§ **EXERCISE**
Reproduce the listing below word for word, keeping every line in its original order.

### EXCERPTED RECORDS

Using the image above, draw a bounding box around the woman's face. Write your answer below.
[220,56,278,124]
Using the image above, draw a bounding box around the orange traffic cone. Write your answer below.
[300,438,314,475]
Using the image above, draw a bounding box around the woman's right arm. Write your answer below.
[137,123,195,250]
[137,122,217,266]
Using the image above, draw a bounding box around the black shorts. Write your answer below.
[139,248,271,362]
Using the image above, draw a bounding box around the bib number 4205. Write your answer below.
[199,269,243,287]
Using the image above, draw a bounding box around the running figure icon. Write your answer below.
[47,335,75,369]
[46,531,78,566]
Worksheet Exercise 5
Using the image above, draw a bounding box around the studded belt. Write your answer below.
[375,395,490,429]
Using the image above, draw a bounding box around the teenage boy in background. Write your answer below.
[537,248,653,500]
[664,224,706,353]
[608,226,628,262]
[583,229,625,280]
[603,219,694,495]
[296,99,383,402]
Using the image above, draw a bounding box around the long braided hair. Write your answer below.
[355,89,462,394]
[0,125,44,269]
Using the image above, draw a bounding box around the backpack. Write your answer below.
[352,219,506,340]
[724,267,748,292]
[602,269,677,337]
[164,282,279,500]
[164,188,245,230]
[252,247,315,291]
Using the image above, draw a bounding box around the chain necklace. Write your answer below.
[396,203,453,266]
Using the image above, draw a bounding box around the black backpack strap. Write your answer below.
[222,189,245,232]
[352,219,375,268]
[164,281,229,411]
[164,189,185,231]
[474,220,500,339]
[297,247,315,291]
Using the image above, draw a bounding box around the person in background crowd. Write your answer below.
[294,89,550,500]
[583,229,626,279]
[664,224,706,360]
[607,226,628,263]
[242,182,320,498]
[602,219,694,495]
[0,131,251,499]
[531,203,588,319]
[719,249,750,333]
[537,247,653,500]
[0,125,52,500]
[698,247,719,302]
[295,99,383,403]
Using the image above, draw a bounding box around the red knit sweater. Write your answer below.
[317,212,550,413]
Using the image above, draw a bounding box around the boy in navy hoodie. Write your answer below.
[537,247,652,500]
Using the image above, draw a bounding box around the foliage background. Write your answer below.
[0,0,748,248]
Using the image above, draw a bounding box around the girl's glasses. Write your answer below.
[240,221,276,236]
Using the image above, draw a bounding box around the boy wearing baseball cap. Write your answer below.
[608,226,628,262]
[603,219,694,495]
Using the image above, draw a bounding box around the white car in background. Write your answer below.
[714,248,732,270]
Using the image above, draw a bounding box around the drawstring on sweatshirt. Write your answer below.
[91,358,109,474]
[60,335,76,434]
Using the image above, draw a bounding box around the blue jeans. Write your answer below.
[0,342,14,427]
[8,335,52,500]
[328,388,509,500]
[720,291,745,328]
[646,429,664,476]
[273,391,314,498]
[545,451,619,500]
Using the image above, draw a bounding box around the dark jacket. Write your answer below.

######

§ **TASK OUTPUT**
Using the image above, draw a bounding box around the woman's face. Write your answer below.
[220,56,278,124]
Using the image above, draw a bounding box around the orange traffic cone. Write your answer below.
[300,438,314,475]
Using the image above, draw a bounding box around the woman's right arm. Write your answer below.
[137,123,195,250]
[137,122,217,266]
Using the image above, draw a bounding box around the black shorts. Write your answer below.
[139,248,271,362]
Using the image above, draw a bounding box around the bib number 4205. Write your answer below.
[199,269,243,287]
Using the image above, draw a bounding box around the running figure icon. Write your answer below.
[47,335,75,369]
[46,531,78,566]
Worksheet Exercise 5
Using the image above, draw a bounding box around the studded belt. Write your answer below.
[375,395,490,429]
Using the image above, draw a bounding box around the teenage boy in background. Write your answer below.
[537,248,653,500]
[664,224,706,353]
[608,226,628,262]
[583,229,625,280]
[603,219,694,495]
[296,99,383,402]
Using the image above, draw a bounding box around the long braided hair. Write your answer below.
[355,89,462,394]
[0,125,44,269]
Using the image above, draw a bounding box around the backpack. Write your answer below.
[352,219,506,340]
[724,267,748,292]
[602,269,677,337]
[164,282,279,500]
[164,188,245,230]
[252,247,315,291]
Using the image above, draw a bounding box around the chain necklace. Write your answer below.
[396,203,453,266]
Using the image above, draw a bounding box around the black backpack strap. Write your answer below.
[222,189,245,232]
[352,219,375,268]
[164,281,229,411]
[164,189,185,231]
[474,220,500,339]
[297,247,315,291]
Using the image above, draw a bounding box around the person in background crowd. Write your answer below.
[294,89,550,500]
[583,229,626,279]
[664,224,706,360]
[607,226,628,263]
[242,182,320,498]
[602,219,694,495]
[0,131,251,499]
[531,203,588,319]
[719,249,750,333]
[537,247,653,500]
[0,125,52,500]
[698,247,719,302]
[295,99,383,403]
Using the image above, draw a bounding box around the red knit sweater. Write your answer below.
[317,212,550,413]
Using the image above, draw a bounding box around the boy in navy hoodie. Write your answer below.
[537,247,652,500]
Using the image above, draw a bounding box around the foliage background. Write your answer below.
[0,0,748,248]
Using the image above, draw a bounding box around the girl's glasses. Write your answer below.
[240,221,276,236]
Using the image above, draw a bounding box around the boy wearing baseball cap. Write your answer below.
[608,226,628,262]
[603,219,694,495]
Using the image above, draw a bounding box around the white car in background. Write your answer below.
[714,248,732,270]
Using the image above, draw a bounding box around the drawstring on sweatshirt. Write your answer below.
[91,358,109,474]
[60,335,76,434]
Using the image above, draw a bounding box around the blue jeans. Write your answer below.
[0,342,14,427]
[8,335,52,500]
[328,388,509,500]
[720,291,745,328]
[646,429,664,476]
[273,391,314,498]
[545,451,619,500]
Using the image above, draw a bounding box around the dark jacket. Write your answer below.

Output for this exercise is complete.